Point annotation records
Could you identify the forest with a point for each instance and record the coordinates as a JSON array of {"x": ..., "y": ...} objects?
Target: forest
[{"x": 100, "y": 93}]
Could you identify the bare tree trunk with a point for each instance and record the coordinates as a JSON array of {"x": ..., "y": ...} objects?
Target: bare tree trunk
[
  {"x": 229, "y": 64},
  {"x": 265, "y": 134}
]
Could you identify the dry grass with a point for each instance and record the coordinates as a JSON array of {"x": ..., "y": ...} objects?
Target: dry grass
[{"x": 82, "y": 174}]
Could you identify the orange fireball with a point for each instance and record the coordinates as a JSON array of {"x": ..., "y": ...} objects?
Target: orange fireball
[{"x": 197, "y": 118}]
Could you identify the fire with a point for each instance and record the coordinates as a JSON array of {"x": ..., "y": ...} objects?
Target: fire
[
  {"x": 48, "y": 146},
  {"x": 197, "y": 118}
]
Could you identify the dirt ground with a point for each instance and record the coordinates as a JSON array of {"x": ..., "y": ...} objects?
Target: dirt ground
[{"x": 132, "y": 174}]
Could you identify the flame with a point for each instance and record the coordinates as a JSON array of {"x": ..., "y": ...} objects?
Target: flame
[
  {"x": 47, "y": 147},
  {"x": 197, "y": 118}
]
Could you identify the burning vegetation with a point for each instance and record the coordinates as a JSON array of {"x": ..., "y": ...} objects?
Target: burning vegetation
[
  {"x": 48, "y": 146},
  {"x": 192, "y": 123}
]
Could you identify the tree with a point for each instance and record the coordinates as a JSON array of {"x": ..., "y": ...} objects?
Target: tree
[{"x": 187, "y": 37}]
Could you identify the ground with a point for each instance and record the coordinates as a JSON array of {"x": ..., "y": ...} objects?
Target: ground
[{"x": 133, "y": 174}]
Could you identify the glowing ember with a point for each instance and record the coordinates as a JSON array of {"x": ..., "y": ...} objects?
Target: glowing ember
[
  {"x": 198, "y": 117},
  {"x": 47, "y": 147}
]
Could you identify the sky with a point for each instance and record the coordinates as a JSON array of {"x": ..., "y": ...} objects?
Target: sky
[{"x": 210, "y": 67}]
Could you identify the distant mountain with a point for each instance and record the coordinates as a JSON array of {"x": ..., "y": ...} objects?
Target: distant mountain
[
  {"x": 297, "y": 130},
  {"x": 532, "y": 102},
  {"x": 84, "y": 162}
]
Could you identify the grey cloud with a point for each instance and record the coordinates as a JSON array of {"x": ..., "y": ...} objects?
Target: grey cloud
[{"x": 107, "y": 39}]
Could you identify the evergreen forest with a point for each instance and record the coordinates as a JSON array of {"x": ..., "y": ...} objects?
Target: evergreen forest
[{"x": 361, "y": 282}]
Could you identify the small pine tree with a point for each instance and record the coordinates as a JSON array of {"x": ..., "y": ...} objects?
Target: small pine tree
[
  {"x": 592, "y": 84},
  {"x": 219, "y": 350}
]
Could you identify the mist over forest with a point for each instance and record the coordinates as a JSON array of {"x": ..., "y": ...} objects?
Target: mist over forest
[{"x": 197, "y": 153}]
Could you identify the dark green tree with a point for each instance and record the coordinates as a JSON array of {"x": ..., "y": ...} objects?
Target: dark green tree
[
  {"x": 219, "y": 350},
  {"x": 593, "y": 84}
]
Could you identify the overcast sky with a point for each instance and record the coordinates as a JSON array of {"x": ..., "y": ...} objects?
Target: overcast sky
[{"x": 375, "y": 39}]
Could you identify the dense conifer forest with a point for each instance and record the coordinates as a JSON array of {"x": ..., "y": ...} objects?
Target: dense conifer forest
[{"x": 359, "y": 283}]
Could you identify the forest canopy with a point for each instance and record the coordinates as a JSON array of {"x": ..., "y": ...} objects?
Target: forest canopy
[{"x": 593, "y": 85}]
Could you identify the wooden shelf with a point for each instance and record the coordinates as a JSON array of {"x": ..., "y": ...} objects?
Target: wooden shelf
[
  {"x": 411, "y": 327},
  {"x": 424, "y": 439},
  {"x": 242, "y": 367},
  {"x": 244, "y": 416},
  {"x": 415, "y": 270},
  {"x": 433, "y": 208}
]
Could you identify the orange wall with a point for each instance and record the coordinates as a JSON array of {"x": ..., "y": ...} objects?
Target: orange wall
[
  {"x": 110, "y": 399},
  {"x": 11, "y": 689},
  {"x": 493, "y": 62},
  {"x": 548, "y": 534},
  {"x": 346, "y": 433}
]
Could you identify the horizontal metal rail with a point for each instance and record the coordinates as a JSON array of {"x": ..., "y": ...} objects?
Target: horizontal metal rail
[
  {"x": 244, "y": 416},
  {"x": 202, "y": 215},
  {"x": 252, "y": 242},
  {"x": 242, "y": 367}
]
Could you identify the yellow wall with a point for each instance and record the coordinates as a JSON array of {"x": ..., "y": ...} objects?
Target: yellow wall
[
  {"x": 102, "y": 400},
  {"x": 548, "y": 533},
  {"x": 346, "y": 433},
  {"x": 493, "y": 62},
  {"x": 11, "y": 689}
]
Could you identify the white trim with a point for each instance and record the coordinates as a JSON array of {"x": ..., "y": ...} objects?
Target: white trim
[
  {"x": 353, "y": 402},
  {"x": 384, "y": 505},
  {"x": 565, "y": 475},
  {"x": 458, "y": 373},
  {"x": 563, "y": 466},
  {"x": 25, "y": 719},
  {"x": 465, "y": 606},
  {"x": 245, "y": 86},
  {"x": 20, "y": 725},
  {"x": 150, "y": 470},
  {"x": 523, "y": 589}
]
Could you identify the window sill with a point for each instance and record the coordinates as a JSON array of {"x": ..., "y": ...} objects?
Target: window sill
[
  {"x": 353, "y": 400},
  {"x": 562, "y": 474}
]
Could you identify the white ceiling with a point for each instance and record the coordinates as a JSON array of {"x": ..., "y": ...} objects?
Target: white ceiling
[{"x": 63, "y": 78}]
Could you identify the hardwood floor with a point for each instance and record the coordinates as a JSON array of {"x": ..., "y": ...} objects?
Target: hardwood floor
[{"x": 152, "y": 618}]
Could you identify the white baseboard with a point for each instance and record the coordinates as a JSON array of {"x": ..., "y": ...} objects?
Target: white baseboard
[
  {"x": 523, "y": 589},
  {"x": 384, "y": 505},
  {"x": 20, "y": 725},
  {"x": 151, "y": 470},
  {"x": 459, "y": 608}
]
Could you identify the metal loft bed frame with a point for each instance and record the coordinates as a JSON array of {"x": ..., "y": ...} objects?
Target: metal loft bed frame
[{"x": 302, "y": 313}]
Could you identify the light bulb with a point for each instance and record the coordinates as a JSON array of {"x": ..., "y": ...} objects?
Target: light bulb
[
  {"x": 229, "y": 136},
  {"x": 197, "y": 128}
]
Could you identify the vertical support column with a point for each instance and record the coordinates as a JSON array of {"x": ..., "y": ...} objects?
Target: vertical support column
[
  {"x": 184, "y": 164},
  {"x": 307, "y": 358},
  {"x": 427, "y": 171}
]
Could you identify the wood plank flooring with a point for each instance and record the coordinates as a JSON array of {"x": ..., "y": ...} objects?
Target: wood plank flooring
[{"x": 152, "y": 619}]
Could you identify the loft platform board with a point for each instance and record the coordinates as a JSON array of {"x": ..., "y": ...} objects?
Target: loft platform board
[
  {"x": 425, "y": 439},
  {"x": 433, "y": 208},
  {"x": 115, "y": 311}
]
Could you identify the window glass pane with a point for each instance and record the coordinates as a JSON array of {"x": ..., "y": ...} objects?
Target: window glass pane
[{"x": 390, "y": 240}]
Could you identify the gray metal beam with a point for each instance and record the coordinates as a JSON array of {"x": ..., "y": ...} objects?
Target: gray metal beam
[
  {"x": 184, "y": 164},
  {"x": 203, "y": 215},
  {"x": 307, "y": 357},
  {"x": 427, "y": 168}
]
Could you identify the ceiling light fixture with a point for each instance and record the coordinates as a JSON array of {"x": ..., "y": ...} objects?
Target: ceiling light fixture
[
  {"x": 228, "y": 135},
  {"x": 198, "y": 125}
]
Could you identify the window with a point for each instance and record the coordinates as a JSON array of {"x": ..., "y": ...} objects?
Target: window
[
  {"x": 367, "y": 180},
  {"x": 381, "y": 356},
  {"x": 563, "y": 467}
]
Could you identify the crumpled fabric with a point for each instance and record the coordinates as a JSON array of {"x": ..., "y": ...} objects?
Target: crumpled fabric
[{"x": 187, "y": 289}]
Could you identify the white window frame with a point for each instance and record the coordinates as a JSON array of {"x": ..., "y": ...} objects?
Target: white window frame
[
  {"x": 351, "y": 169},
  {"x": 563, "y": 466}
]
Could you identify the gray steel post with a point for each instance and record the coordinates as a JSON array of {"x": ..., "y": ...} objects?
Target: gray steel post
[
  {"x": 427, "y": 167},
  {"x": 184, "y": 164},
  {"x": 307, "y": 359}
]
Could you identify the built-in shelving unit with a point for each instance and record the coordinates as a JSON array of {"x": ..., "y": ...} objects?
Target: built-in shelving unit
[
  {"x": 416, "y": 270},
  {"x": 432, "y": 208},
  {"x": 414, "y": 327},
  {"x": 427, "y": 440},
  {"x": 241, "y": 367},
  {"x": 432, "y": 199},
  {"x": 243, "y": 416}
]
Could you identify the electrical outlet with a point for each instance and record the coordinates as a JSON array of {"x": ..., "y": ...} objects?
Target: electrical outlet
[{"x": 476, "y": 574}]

Exercise aim
Every line from the one containing "Could you identify the white window" through the last line must be copied exactly; leave out the rest.

Exercise result
Could you identify the white window frame with a point for each instance and record the coordinates as a JSON array of {"x": ..., "y": ...} objects?
Target: white window frame
[
  {"x": 351, "y": 169},
  {"x": 563, "y": 466}
]
Could you identify the gray steel post with a point for each instance and record the coordinates as a JSON array of {"x": ..., "y": ...} objects?
Target: gray steel post
[
  {"x": 427, "y": 167},
  {"x": 184, "y": 164},
  {"x": 307, "y": 359}
]
Could you identify the built-in shelving unit with a point for each instance and record the coordinates as a JSON array of {"x": ..., "y": ...} objects?
Target: built-in shelving unit
[
  {"x": 416, "y": 270},
  {"x": 432, "y": 208},
  {"x": 414, "y": 327},
  {"x": 427, "y": 440},
  {"x": 241, "y": 367},
  {"x": 432, "y": 199},
  {"x": 243, "y": 416}
]
Could you identify the electrical outlet with a point for each instance and record the coordinates as a JSON array of {"x": ..., "y": ...} objects?
Target: electrical outlet
[{"x": 476, "y": 574}]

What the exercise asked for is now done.